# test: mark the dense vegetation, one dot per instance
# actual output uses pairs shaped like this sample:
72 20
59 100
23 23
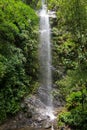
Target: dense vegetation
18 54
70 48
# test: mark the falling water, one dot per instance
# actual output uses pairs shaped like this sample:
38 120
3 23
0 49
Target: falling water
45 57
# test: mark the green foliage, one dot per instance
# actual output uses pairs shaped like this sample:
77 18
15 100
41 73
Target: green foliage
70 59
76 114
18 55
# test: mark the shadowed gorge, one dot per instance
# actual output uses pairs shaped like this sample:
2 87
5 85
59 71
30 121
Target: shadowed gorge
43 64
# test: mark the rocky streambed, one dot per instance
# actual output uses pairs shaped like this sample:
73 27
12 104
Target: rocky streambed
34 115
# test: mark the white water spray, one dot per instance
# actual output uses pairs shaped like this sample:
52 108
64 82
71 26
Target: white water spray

··········

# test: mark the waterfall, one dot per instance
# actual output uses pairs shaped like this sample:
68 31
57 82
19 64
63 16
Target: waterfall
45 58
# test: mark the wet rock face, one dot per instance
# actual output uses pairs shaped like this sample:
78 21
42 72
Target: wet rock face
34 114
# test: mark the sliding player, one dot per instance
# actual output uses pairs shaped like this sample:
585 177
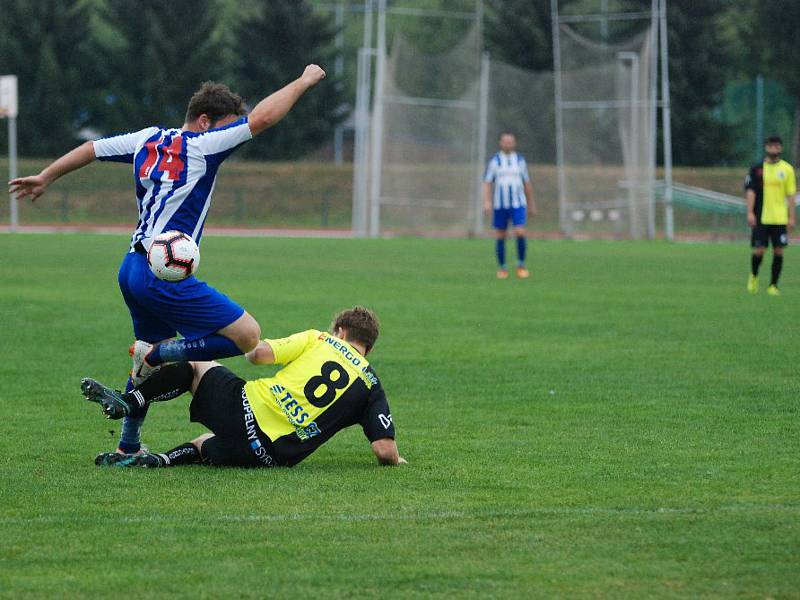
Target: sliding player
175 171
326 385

··········

• EXERCISE DETAILS
Gather every line of the listing above that contains the word "gorge".

• FULL ANSWER
# test: mark the shadowed gorge, one dot per instance
Target: shadowed gorge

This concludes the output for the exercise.